WRITTEN INSTRUCTION:
Update the data from its start up to and including the line with "[0,269,115,303]", writing "location" wherever "position" occurs and leaving everything else unchanged. Omit the pictures from your answer.

(Image region labeling data)
* Begin *
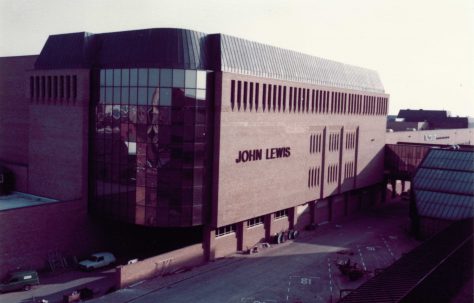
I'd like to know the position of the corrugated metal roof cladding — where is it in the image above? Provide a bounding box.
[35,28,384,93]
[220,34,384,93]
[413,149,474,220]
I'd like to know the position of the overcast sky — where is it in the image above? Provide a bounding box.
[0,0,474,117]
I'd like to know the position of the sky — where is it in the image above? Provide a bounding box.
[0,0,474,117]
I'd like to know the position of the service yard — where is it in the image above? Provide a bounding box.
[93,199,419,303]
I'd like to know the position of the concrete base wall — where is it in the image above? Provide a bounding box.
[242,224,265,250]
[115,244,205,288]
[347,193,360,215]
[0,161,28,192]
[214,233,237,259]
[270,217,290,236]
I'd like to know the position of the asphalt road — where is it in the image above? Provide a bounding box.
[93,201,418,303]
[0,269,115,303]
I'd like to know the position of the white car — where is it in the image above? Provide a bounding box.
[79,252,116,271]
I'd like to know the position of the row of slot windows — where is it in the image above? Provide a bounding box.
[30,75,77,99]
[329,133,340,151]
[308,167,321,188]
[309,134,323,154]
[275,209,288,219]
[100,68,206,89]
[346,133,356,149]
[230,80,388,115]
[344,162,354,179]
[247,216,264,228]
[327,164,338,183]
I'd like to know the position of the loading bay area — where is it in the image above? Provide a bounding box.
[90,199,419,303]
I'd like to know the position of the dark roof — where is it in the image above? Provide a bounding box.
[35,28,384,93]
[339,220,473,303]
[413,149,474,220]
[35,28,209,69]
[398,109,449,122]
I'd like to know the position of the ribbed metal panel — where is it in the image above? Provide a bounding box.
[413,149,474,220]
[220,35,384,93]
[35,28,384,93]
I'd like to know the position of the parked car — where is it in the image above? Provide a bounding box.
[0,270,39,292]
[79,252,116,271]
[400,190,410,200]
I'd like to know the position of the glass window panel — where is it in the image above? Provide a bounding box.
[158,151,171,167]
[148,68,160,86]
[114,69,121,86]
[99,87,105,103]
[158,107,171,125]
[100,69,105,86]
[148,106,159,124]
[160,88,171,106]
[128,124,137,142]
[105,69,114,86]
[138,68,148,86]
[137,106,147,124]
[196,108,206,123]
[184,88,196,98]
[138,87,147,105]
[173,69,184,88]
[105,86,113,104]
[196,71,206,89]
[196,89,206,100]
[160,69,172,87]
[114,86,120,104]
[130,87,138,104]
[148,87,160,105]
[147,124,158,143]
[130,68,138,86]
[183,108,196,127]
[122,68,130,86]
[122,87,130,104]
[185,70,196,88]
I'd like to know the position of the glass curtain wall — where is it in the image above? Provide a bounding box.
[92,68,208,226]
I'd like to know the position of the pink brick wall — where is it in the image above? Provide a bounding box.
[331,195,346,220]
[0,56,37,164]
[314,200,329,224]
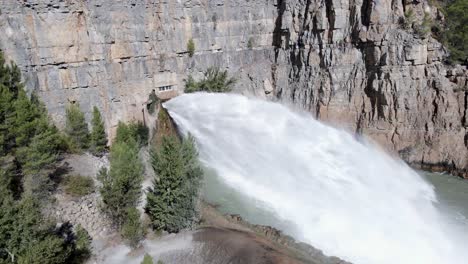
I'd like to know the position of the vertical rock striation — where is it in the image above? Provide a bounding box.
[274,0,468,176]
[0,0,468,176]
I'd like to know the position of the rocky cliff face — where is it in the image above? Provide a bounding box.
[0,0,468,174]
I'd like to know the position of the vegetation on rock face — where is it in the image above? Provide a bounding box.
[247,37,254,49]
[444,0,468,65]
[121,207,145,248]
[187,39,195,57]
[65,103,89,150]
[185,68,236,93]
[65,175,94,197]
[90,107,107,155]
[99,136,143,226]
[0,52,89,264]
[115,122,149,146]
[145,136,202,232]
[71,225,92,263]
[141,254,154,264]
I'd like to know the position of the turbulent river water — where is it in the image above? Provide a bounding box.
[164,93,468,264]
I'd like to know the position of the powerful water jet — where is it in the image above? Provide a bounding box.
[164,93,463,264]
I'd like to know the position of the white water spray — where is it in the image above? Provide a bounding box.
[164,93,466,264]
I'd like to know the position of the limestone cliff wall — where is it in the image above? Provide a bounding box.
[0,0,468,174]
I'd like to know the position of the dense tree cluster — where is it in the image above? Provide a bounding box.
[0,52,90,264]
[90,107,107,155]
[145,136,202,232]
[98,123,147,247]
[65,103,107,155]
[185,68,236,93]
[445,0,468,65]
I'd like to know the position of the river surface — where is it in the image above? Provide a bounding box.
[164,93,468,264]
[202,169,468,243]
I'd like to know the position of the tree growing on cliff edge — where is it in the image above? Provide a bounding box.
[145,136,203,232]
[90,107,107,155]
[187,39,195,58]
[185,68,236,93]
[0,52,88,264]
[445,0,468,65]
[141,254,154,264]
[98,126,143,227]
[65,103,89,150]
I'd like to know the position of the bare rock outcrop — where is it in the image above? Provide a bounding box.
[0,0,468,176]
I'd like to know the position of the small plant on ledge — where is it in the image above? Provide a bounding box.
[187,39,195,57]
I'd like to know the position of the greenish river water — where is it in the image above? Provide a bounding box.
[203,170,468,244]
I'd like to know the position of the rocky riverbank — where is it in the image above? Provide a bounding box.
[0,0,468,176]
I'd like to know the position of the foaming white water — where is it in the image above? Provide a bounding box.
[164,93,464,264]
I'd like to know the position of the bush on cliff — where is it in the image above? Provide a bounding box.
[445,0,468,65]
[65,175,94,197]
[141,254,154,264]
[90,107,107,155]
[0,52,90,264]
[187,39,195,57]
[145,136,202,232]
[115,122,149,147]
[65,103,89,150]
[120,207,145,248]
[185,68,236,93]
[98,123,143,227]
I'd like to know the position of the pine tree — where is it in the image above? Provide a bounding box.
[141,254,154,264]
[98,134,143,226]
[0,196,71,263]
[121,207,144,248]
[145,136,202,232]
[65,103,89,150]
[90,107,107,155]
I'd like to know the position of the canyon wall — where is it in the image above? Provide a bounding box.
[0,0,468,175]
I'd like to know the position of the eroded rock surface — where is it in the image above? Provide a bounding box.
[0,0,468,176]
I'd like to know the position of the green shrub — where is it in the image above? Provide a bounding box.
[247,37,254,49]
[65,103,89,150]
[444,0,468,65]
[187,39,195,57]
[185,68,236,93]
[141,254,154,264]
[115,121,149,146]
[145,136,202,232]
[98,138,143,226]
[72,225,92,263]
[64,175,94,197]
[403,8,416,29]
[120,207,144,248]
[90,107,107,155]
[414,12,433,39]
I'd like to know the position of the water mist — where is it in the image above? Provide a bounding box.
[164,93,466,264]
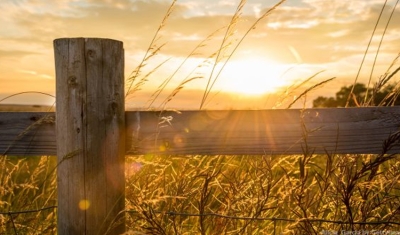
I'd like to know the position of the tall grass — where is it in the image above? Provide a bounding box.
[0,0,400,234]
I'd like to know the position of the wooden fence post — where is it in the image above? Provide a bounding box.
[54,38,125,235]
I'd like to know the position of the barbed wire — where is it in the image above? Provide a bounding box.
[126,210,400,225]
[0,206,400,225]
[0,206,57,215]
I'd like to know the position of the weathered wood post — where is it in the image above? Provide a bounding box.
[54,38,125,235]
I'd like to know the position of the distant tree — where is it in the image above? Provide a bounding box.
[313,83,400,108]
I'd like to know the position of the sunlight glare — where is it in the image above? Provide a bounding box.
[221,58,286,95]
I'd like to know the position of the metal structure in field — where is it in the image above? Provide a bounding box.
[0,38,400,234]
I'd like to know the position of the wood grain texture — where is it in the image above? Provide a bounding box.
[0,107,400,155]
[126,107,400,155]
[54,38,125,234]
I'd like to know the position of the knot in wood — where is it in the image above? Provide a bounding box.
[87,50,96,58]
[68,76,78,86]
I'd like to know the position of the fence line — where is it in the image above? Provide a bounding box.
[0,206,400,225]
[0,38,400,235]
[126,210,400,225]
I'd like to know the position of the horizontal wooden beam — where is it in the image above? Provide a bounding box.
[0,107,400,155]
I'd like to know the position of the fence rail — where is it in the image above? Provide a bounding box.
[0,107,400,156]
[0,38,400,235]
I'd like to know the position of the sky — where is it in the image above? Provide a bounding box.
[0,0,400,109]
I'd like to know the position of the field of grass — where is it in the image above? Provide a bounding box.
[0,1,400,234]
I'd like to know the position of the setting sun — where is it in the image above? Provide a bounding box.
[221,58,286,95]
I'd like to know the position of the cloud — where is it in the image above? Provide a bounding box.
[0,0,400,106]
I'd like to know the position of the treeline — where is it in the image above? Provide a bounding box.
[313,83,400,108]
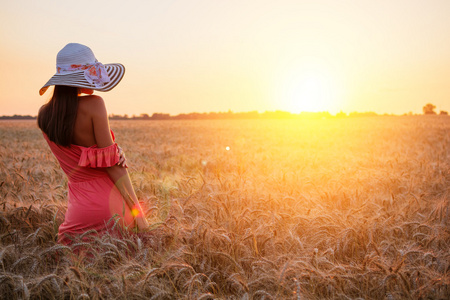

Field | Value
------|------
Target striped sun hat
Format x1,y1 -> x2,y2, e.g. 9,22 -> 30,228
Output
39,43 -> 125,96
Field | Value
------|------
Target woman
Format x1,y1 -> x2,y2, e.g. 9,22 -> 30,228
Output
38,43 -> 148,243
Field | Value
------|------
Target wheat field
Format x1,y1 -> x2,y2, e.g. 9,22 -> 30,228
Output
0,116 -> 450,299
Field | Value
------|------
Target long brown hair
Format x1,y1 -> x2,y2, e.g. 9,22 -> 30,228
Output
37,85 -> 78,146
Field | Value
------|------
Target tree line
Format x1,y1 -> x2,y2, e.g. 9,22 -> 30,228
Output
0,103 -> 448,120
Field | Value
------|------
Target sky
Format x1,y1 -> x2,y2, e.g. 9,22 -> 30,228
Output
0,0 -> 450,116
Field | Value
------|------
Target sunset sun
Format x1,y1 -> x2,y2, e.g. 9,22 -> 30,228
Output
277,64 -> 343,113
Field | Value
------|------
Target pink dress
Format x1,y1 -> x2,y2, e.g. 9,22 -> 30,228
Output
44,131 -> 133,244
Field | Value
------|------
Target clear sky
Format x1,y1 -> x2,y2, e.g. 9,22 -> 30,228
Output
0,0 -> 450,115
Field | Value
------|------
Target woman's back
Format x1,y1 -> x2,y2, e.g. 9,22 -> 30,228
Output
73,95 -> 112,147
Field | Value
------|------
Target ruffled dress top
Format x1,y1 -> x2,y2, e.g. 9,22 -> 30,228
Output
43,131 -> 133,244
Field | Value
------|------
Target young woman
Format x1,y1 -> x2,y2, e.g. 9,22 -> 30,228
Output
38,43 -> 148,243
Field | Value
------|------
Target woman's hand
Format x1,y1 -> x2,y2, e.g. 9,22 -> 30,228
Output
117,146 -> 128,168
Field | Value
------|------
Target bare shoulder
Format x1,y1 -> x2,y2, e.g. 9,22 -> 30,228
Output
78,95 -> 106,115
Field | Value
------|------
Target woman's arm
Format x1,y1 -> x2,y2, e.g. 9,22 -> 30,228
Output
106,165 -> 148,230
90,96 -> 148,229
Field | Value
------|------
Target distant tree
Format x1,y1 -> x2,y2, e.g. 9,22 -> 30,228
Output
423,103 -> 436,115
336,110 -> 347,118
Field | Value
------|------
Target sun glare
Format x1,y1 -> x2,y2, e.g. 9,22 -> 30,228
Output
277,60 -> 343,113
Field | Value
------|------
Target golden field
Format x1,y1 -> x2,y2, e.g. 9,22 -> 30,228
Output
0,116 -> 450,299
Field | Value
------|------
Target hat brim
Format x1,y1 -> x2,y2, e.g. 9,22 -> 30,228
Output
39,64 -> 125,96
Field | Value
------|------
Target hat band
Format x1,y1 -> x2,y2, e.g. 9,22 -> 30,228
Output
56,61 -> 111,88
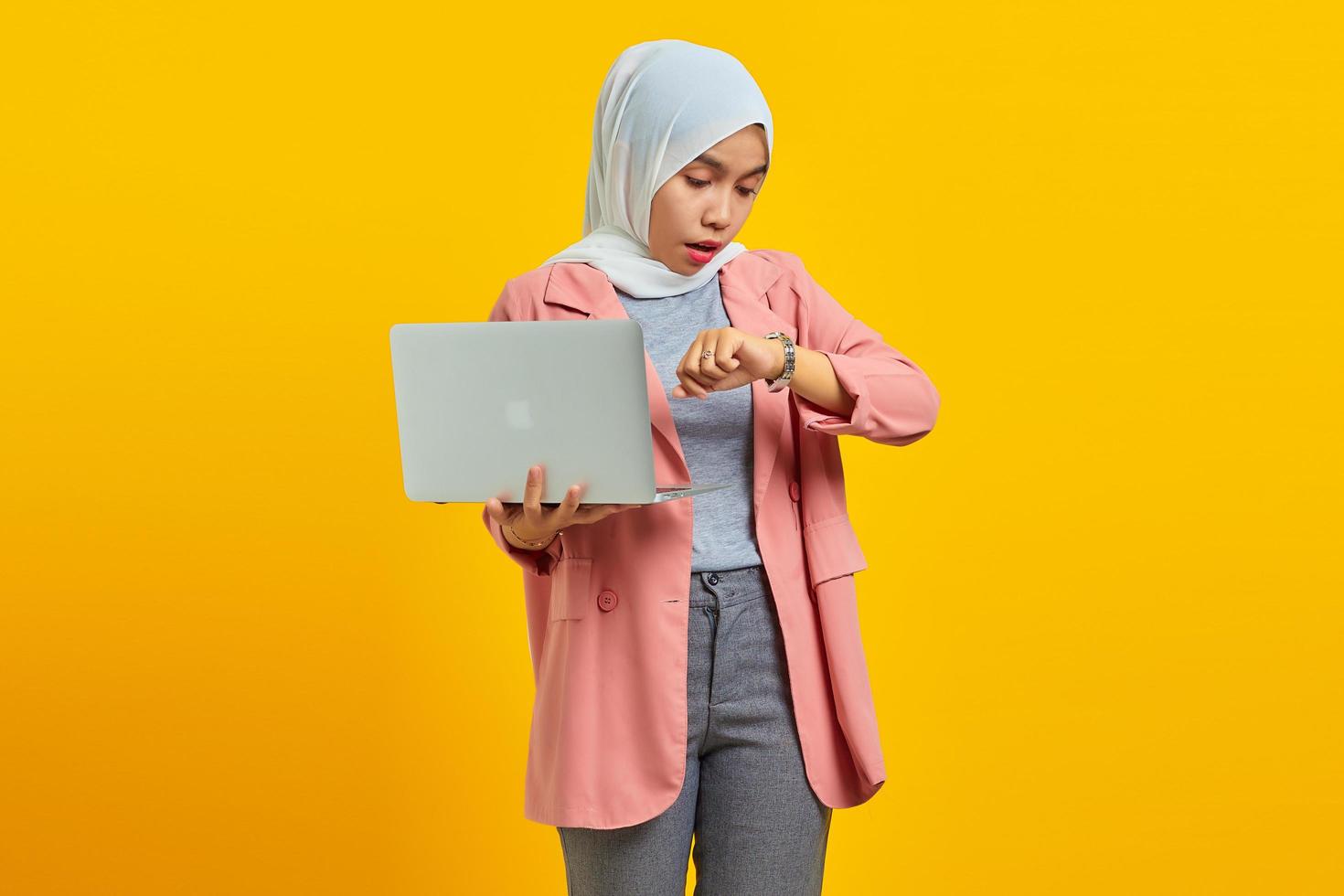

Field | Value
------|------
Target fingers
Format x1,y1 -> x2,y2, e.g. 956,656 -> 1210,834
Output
* End *
REPLY TO THE EXERCISE:
I'd like to know the location of the corrugated metal roof cladding — where is it in the image above? Provide a bounding box.
[35,28,384,93]
[220,34,384,93]
[413,149,474,220]
I'd like to know the location of the overcast sky — where is it in the image above? Provide a bounding box.
[0,0,474,117]
I'd like to know the location of the sky — where is it in the image above? Provide a bounding box.
[0,0,474,117]
I'd like to know the location of the service yard — where is it in the image above? Provide a bounding box.
[93,199,419,303]
I'd like to know the location of the concrete base wall — where is it in the image above? Provide a bounding box.
[242,224,265,250]
[115,244,205,288]
[347,193,360,215]
[0,161,28,192]
[214,233,237,259]
[270,217,290,236]
I'd like to know the location of the asphalt road — where is it in the image above? Provide a bounding box.
[93,201,418,303]
[0,269,115,303]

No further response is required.